Records from a collection

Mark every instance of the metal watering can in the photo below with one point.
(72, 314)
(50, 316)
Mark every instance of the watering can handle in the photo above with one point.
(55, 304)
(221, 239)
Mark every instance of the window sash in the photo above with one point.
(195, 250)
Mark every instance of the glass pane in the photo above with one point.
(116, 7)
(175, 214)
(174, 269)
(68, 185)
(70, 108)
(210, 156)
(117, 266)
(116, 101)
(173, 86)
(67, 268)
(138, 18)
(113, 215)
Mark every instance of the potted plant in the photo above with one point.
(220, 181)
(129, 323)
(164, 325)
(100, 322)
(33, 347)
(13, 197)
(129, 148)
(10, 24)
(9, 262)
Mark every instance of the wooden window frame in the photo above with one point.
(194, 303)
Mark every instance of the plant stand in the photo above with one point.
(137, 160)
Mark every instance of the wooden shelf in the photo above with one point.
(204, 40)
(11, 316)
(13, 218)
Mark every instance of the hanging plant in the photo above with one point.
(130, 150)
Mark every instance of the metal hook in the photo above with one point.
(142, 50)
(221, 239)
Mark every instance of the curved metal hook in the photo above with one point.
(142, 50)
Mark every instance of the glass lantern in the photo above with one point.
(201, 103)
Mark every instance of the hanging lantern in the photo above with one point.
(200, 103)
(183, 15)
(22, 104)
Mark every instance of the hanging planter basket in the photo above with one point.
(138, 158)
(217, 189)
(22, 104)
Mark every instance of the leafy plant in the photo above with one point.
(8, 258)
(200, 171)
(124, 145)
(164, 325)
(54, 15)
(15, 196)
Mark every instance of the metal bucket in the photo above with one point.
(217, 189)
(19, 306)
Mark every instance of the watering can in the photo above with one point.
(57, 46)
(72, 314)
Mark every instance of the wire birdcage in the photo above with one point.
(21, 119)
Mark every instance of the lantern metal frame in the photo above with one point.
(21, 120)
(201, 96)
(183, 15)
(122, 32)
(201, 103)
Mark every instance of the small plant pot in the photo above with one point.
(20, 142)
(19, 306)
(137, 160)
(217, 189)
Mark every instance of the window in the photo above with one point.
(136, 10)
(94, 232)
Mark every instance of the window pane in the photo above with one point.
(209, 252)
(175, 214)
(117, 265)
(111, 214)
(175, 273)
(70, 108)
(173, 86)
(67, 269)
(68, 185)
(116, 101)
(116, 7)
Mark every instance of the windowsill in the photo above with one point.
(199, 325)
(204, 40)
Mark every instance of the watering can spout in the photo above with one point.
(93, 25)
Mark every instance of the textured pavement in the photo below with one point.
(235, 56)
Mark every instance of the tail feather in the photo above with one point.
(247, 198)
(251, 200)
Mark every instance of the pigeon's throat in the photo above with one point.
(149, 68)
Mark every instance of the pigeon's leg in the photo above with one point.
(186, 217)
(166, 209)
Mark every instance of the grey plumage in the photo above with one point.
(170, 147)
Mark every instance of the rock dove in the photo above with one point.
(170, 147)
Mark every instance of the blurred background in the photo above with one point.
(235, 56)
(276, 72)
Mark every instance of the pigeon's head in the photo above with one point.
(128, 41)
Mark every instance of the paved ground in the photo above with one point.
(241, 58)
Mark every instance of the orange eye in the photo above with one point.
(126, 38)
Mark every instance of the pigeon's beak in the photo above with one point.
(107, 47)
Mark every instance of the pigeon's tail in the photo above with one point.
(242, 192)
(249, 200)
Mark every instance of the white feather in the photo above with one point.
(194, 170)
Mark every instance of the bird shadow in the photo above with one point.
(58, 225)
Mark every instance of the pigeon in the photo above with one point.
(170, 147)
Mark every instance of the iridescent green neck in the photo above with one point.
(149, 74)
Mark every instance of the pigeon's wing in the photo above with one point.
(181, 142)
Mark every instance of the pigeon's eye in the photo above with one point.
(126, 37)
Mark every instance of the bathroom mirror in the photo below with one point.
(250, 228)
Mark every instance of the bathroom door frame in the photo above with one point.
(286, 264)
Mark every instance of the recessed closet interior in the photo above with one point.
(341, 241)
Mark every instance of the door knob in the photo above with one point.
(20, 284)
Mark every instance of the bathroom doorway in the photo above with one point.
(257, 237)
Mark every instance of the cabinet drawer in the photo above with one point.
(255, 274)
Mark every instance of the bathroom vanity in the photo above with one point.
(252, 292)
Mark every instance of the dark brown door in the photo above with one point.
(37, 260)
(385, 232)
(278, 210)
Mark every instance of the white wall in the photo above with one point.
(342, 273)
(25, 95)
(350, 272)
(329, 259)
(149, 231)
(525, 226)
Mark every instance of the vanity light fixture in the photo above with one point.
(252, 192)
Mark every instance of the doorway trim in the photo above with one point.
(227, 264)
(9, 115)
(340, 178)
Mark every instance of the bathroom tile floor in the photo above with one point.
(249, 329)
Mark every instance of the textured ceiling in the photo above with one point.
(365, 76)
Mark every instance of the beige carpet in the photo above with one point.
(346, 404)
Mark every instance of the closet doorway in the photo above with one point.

▶ **Task to carry out**
From the line with "Mark every instance of the vanity" through the end of the records, write out every line again, requests included, adding 92 to each number in the point coordinates. Leave out all other lines.

▶ **Exercise output**
Mark every instance of the vanity light fixture in the photo above with one point.
(344, 284)
Mark every instance of the doorway trim in the photo above with one point.
(319, 356)
(101, 207)
(432, 270)
Mark every instance of the bathroom tile floor in the photo above with one point.
(341, 421)
Mark every instance of the textured ceiling in the photo above with one point.
(457, 168)
Mark every instance of the beige carpet in the photo above with one point.
(438, 496)
Mark every instance of the closet doorway in the photo above with one point.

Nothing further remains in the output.